BEGIN EXERCISE INPUTS
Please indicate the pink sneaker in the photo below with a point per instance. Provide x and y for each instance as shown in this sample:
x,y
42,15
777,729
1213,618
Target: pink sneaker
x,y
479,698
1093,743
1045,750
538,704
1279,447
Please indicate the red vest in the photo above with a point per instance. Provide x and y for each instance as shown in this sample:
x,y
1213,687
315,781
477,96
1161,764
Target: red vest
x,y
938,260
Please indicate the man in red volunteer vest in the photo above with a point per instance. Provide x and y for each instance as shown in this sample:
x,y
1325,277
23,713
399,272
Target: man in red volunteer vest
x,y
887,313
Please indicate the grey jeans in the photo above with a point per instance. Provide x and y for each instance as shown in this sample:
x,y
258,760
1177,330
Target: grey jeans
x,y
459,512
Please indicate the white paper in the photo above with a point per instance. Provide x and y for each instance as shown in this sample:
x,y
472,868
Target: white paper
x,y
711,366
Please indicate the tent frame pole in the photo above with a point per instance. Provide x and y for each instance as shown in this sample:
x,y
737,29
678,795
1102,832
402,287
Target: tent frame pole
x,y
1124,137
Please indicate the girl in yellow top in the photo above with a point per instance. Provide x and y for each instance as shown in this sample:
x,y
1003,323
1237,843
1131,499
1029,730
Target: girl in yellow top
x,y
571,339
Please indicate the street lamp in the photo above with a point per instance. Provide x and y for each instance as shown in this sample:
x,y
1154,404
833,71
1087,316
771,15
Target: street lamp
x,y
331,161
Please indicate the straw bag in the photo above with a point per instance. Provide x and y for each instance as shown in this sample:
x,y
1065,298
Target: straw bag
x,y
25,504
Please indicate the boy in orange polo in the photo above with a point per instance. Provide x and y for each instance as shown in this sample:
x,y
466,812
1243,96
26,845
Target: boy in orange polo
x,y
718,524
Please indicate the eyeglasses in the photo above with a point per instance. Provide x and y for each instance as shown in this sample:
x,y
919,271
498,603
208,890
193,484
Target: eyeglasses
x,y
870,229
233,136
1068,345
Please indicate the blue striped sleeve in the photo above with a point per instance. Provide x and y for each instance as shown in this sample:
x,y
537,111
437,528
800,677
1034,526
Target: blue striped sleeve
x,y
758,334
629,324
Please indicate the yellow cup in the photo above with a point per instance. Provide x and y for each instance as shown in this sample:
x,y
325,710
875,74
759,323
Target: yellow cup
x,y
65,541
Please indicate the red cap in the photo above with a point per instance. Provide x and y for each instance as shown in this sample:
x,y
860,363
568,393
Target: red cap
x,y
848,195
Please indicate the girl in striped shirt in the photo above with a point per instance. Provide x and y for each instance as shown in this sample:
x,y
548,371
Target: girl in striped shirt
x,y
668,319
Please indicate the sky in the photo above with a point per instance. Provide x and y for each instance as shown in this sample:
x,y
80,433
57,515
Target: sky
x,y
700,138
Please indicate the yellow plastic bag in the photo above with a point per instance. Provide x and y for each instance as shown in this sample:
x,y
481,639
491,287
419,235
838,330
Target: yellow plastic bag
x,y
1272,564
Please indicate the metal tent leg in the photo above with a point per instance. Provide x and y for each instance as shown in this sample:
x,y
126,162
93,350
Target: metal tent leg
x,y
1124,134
END EXERCISE INPUTS
_DIRECTIONS_.
Write out the whole listing again, keeping every character as it is.

_EXERCISE SOLUTION_.
Please indicate the pink sneaker in the photo below with a point per instance. Provide x and y for each instance as shown in this sample:
x,y
42,15
777,729
1213,618
Target: pink sneaker
x,y
479,698
1093,743
1045,750
538,704
1279,447
Please indicate the red vest in the photo above with a point per instance. Provide x and y for each instance as shown in this sample:
x,y
1213,687
315,781
477,96
1161,764
Target: red vest
x,y
938,260
Please indicate the man in red volunteer vest in the photo above with a point per instance. Provide x and y for each instance as shown in this sample:
x,y
1325,277
23,713
399,272
Target: man in red volunteer vest
x,y
887,313
Please indicate the grey jeans in the photo above with a point per instance. Provide x and y for each instance as shown in this sample:
x,y
258,760
1177,330
Target: grey jeans
x,y
459,512
Please indicate the white paper in the photo above with a point per instance. Provide x and y for each instance as shown in this sample:
x,y
472,868
Target: white paper
x,y
711,366
Please indicate the tent frame pole in the photo above with a point per instance. Provide x and y for each instance as shown in this sample:
x,y
737,29
678,795
1102,832
402,287
Target: tent frame pole
x,y
1124,137
Please indicate the girl in yellow top in the photo above with a point per instance. Provide x and y for each instance as shown in this sample:
x,y
1003,323
1237,843
1131,499
1029,730
Target: girl in yellow top
x,y
571,339
Please indicate the street lamp in the photo above with a point per instance. Provide x and y for each instance as shown in this sample:
x,y
1154,404
833,71
1087,316
771,15
Target: street lamp
x,y
331,161
Please indicate the straw bag in the photo above with a point per instance. Provide x and y for each instance as shown in this sample:
x,y
1065,298
Target: straw bag
x,y
25,504
Please indicate the boy in orange polo in the photo above with a point per instance. Provide x and y for each instance as shown in this sample:
x,y
466,812
1243,96
26,845
Target: boy in orange polo
x,y
718,524
Please indicate the eyeglasses in the photo above with a point per instance. Provide x and y for each instance as shown in this sample:
x,y
919,271
498,603
208,890
193,484
Target: eyeglasses
x,y
870,229
233,136
1068,345
Please indicate the blue striped sleeve in the photo above with a point per instance. Provide x and y for each instance as shown in this sample:
x,y
537,111
437,528
800,677
1034,526
Target: blue striped sleeve
x,y
758,334
629,324
Please indicate the yellow cup in the photo above with a point per instance. Provide x and y for each instance as shown in this sample:
x,y
325,710
875,74
759,323
Target: yellow cup
x,y
65,541
Please indicate the red cap in the photo above with a point per instance. Provide x and y for each instance as shown in this sample:
x,y
860,363
568,393
Target: red cap
x,y
848,195
Please indicate the girl in striped shirt in the photo above with a point per instance. Provide x and y for each instance as shown in this sample:
x,y
548,371
Target: girl in striped shirt
x,y
668,319
Please indicate the sky in the photo above with a point per instance. Provide x and y for each instance as shown in this sample:
x,y
80,433
57,515
Target: sky
x,y
700,138
Please indicate the yellow plastic bag in the photo above with a point per instance. Provide x and y for each instance as shown in this sample:
x,y
481,639
491,287
419,235
838,330
Target: yellow plastic bag
x,y
1272,564
Please indicate the metal tent leg in the photo above with a point per instance. Provide x and y for each instance as shown in this sample:
x,y
126,162
93,350
Target: metal tent leg
x,y
1124,134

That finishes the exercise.